===== Source passage

The intent of page is a high level subject overview, and then to break off to separate pages. If a section gets too big, please consider making a new page and linking to it.
Two General Types of Testing
- Absolute Truth / Matrix / Grid / TREC
- The correct answers for each search are known ahead of time
- Humans judges often decide these correct answers
- Can be labor intensive to setup
- AB Testing / User Preference
- Tracks explicit or implicit preferences between engines A/B
- Often dispenses with the notion of the "correct" answer
- Can be easier to setup, but some fear the best answers will be missed by both engines
Beyond Precision and Recall: How Engines are Judged
- Binary vs. Non-Binary Grading Systems
- Early TREC had binary judgements, only Yes/No on whether each doc was related to a test search
- More choices were later added
- A system can use letter grades (A, B, C, D and F) or numeric grades
- Another style asks testers to sort documents in their preferred order
- Classic Measurements: Precision and Recall
- Recall: "Did I find all the documents I expected to get back? What percent?"

==========

Task set
[1] Based on the search testing overview, say whether each statement agrees with it, answering yes or no and quoting the deciding words: (a) Early TREC used binary judgements; (b) AB testing is described as harder to set up than the absolute truth approach; (c) in absolute truth testing, the correct answers are worked out only after the searches are run.
[2] Rename "glass of beer" to "pint of beer" in the entries, from the line containing "the white appliance" through the end of the entries, and give back that stretch with everything else unchanged.

===== Data for this task

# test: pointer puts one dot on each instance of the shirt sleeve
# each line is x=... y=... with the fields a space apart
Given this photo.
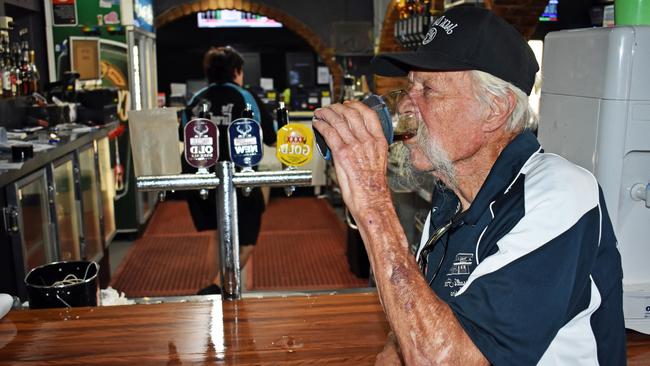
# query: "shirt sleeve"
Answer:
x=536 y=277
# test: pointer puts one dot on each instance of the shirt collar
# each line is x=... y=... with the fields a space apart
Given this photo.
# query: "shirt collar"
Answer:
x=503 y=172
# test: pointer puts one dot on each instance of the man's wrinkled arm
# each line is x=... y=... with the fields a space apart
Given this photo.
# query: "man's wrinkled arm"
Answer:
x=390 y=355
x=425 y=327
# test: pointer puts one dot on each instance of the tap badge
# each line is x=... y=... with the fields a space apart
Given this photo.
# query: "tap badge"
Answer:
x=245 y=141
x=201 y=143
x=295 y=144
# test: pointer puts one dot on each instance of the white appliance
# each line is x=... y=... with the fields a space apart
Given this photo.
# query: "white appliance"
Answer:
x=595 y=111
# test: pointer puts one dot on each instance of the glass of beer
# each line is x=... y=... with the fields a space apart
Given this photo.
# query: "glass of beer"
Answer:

==========

The responses
[1]
(a) Yes: "Early TREC had binary judgements, only Yes/No on whether each doc was related to a test search"
(b) No: "Can be easier to setup"
(c) No: "The correct answers for each search are known ahead of time"

[2]
# test: pointer puts one dot on each instance of the white appliance
# each line is x=... y=... with the fields a space apart
Given this photo.
# query: "white appliance"
Answer:
x=595 y=111
# test: pointer puts one dot on each instance of the pint of beer
# each line is x=... y=... with the fields a space apart
Given this photo.
# query: "pint of beer"
Answer:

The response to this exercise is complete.